- **Activity**: Exactly reproduce the lines from the one holding "Task: mark each instance of the balcony patio" through the final line of the listing below, with both ends included and nothing else.

- **Records for this task**:
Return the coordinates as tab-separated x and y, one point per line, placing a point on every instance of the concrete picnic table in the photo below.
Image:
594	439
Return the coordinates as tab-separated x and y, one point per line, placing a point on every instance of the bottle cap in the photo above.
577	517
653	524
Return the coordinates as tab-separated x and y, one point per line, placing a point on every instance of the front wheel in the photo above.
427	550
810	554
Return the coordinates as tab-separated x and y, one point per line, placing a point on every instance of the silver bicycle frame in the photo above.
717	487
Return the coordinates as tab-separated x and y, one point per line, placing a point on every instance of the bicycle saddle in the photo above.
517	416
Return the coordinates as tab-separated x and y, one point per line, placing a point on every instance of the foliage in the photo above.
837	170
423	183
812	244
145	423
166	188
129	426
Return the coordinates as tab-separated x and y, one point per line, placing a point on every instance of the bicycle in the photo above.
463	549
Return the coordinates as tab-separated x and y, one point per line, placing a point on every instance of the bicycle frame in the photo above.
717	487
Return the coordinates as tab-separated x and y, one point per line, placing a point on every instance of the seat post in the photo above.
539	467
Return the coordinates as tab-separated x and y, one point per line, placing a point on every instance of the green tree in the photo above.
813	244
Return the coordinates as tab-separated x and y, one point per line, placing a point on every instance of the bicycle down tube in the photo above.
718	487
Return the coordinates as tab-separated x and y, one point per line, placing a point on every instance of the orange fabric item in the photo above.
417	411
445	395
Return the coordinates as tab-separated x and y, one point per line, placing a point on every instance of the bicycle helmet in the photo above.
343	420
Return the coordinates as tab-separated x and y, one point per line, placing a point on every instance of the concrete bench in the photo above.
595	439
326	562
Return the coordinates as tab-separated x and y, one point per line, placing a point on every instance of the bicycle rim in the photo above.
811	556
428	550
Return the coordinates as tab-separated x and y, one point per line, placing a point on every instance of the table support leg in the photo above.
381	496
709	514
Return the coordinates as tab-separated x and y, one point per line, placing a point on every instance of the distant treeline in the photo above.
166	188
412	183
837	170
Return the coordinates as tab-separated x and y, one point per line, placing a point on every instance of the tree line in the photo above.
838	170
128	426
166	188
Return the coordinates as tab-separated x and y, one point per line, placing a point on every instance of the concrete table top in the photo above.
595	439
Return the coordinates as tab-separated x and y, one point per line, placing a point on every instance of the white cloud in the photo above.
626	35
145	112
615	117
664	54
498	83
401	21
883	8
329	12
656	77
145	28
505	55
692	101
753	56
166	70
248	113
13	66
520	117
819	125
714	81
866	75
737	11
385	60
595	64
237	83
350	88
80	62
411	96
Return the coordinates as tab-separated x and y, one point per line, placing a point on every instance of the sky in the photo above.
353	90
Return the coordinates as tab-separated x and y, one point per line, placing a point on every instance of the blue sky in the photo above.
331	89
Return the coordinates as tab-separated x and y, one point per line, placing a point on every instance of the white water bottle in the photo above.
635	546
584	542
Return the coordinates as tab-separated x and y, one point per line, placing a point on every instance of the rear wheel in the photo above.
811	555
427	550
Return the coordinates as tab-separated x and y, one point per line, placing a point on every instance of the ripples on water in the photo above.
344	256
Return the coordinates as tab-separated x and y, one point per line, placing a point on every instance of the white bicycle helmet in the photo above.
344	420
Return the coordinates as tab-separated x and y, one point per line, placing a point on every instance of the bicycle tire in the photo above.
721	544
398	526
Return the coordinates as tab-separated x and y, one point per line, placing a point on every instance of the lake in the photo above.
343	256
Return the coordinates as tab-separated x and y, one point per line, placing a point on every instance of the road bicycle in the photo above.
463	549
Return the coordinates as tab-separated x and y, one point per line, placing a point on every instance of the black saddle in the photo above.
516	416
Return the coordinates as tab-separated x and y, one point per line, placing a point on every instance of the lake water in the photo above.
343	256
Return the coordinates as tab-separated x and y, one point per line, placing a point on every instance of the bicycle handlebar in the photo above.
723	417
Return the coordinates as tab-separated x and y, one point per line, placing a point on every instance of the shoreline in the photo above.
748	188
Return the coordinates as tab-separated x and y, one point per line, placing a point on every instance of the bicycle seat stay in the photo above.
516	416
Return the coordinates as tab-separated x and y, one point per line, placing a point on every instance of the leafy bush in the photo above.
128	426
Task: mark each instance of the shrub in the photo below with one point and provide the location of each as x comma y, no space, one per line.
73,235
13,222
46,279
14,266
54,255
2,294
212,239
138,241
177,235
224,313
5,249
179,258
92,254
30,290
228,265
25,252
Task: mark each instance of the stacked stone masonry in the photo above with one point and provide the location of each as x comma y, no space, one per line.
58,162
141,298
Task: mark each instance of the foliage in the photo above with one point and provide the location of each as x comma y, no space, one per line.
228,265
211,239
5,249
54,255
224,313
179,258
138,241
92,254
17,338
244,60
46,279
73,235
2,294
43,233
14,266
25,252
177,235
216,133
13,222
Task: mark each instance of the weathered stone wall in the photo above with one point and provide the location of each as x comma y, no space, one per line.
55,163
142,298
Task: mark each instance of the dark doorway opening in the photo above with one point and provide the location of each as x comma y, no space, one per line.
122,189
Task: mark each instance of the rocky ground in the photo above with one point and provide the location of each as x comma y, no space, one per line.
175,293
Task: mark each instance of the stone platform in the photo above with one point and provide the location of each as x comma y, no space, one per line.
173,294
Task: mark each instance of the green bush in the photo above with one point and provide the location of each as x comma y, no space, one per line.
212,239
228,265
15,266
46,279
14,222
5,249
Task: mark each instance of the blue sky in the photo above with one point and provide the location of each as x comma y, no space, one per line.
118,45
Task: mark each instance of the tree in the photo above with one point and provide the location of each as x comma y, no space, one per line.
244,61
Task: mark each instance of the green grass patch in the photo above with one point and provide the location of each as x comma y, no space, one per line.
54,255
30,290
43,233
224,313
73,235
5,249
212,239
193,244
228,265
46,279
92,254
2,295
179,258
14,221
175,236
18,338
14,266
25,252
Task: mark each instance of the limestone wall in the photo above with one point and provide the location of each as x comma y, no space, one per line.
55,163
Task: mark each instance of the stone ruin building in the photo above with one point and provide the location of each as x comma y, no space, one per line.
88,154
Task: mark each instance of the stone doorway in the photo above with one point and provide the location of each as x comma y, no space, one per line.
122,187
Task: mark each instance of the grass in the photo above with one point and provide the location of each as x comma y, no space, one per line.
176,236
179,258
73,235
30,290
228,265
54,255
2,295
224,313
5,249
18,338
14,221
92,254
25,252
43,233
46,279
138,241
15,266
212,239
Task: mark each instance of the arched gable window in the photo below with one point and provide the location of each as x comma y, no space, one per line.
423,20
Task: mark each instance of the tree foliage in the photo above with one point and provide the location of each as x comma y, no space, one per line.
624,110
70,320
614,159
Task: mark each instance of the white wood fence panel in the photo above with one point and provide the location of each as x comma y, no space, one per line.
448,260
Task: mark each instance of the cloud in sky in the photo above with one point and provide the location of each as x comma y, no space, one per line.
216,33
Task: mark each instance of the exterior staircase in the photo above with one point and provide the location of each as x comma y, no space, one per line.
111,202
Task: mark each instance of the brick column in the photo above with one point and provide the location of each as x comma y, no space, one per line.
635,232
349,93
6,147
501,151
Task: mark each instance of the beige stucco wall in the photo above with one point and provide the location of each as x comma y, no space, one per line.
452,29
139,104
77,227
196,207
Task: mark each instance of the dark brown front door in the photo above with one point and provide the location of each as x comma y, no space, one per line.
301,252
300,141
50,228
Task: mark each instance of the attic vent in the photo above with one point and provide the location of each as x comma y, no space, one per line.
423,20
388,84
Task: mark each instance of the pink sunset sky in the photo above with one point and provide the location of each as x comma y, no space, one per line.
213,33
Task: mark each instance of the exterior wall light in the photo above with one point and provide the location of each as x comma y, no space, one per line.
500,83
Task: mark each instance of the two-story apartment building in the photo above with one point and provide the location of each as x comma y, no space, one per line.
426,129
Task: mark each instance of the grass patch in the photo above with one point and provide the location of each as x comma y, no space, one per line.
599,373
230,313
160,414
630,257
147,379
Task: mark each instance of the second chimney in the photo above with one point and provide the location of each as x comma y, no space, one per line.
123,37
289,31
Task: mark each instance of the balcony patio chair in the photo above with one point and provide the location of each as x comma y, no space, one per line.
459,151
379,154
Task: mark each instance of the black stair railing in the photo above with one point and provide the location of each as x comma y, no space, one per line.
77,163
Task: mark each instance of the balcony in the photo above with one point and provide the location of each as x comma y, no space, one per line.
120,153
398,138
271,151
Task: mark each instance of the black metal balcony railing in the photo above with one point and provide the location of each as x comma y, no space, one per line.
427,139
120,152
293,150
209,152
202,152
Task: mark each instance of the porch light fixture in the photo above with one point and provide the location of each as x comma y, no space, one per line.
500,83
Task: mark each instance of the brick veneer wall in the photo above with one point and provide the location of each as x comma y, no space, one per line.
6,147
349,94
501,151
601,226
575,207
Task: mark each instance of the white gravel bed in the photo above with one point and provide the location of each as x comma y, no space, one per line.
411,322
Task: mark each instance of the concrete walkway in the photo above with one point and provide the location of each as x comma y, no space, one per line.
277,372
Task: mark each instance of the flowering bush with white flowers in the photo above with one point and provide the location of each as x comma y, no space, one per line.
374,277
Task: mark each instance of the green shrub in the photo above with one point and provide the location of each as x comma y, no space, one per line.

- **Task response**:
Task: mark each instance of the balcony patio chair in the photo above with one point and provide the location of each as x comma y, no space, one per line.
459,151
379,154
Task: mark each instance of the black stair railing in the photo above with one point and provide the location of each as x comma y, no space, one per line.
77,163
Task: mark each instance of the balcony in the photo above with one point and provide the location of each as x comma y, no space, one per line.
120,153
398,138
271,151
Task: mark each instance of the black metal balcony railing in the photo above with one point and provide the location of each as x comma y, no space, one per line.
427,139
120,152
293,150
209,152
202,152
Task: mark each instance of the porch light fixture in the photo above with one point and provide the location of each as x comma y, no space, one per line.
500,83
Task: mark each instance of the brick veneer wall in the photo above with one point and provide the location of each as x comma y, no space, one per line.
6,147
349,94
501,151
601,226
575,207
Task: mark each instance of the white gravel bed in the photo above with one point and provide the location of each as x comma y, no space, one per line.
411,322
Task: mark each instance of the concrete walkway in the photo above with one point and provide the location of each as x comma y, no space, one per line.
277,372
Task: mark each instance of the flowering bush with white flowers in the photo above with one point and provide the location of each as x comma y, no space, one per line.
374,277
Task: mark each instance of the green shrub in the photo above with one point and provide the location of each as x comma y, no space, one per line.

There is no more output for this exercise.